__Problems and tasks__:
a) List every person named in the passage on early football coaching clinics.
b) Swap "summer" for "spring" in the passage on early football coaching clinics, and write out the text from "Tubbs took over" up to and including "least a decade.".
c) Write the next part of the passage on early football coaching clinics, starting after its final sentence.

START Reading passage

I recently came across a claim that the first football coaching clinic came in 1924 under the direction of Ira "Irl" Tubbs, then the football and basketball coach at Wisconsin's Superior Normal School. Tubbs played football at William Jewell before coaching at Superior High School, where his top player was Ernie Nevers. Tubbs' 1920 team was widely considered the best team in the state. Their only competition for the mythical state title came from East Green Bay High, coached by a young Curly Lambeau, who was also in his first year as the Packers' player coach that year.
Tubbs took over at the Normal School in 1923, later coaching at Miami (FL) and Iowa, but is best known for developing a patented valve and needle system for inflating balls, including footballs. (More on that in a few days.)
Tubbs and Superior Normal hosted a summer coaching clinic in 1924 featuring Knute Rockne and Dr. Walter E. Meanwell, Wisconsin's basketball coach who won nine Big Ten championships in his tenure. Touted by some as the first coaching clinic, it was not and wasn't even Rockne's first clinic since "coaches' schools" had been around for at least a decade.

END Reading passage
START Data supplied

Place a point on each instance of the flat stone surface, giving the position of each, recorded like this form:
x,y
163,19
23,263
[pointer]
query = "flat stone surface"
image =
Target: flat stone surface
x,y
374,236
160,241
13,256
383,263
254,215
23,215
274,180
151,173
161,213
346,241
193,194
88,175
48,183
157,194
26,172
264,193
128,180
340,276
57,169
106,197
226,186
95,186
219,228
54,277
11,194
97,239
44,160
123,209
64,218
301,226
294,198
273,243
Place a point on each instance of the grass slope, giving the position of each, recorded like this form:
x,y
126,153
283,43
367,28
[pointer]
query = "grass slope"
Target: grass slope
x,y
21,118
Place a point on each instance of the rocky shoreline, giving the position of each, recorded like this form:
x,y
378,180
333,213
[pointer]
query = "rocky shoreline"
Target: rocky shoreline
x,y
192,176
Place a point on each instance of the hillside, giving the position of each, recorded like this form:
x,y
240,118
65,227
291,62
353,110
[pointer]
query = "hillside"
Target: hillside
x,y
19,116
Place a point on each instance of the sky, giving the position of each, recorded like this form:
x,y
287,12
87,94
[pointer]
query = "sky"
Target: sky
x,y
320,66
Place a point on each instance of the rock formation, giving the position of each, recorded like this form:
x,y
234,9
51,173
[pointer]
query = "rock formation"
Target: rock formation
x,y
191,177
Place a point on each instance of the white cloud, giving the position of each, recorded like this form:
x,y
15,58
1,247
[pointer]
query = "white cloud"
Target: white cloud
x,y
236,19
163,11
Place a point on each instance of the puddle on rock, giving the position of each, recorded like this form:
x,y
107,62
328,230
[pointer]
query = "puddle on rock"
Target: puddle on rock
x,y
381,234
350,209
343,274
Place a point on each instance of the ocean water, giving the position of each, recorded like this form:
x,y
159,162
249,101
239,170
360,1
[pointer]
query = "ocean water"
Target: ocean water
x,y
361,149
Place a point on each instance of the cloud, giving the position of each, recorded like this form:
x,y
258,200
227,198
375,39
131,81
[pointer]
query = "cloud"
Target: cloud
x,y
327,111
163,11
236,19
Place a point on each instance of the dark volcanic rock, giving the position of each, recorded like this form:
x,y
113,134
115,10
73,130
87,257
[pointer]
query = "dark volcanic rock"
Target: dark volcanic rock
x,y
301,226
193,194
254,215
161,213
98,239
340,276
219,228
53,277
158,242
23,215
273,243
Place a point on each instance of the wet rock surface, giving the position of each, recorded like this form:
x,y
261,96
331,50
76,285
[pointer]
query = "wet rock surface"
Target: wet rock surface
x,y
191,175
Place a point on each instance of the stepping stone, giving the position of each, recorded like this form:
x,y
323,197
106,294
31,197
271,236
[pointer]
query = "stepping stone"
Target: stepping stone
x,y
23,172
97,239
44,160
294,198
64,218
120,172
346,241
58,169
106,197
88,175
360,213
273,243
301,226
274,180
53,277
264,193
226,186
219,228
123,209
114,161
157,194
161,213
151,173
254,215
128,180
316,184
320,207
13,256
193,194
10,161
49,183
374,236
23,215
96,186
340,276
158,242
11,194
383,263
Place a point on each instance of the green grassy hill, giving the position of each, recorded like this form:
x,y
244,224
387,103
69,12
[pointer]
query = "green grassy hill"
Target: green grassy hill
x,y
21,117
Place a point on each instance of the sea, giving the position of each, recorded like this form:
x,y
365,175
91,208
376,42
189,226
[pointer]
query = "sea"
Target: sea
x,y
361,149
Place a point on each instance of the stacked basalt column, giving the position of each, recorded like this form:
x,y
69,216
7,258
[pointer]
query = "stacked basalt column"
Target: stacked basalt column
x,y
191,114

END Data supplied

__Answers per task__:
a) Ira "Irl" Tubbs, Ernie Nevers, Curly Lambeau, Knute Rockne, Dr. Walter E. Meanwell

b)
Tubbs took over at the Normal School in 1923, later coaching at Miami (FL) and Iowa, but is best known for developing a patented valve and needle system for inflating balls, including footballs. (More on that in a few days.)
Tubbs and Superior Normal hosted a spring coaching clinic in 1924 featuring Knute Rockne and Dr. Walter E. Meanwell, Wisconsin's basketball coach who won nine Big Ten championships in his tenure. Touted by some as the first coaching clinic, it was not and wasn't even Rockne's first clinic since "coaches' schools" had been around for at least a decade.

c)
Among football's great debates in the 1800s was the role of coaches and whether they should be seasonal hires or faculty members. Most were seasonal hires, with colleges commonly hiring recently graduated players to coach their teams. As the years passed, some colleges shifted to year-round coaches, such as when Illinois hired Bob Zuppke as their first full-time coach in 1913.
Likewise, small colleges and high schools used a mix of volunteer and paid coaches who had played for the school or happened to live nearby. Many high school teachers had little schooling beyond their prep days at the time, but teachers' roles were increasingly professionalizing via two-or four-year degrees from normal schools. Since attending normal school during the summer was a means of advancing in the profession, principals and others saw it as a method to improve coaching.
By the summer of 1914, Illinois' president had encouraged the development of a six-week coaches' school run by the athletic department and taught by Zuppke and the basketball, baseball, and track coaches. Their 1915 program had 200 attendees.
Andy Smith, then at Purdue, also ran a coaches' school in 1914, and Harvard, Cal, and Pitt ran them in 1917. Stanford, Penn State, USC, Texas A&M, and Notre Dame joined the club in the early 1920s, with coaches coming from across the country to get the inside scoop and network. (Rockne wrote letters of recommendation based on coaches attending his school.)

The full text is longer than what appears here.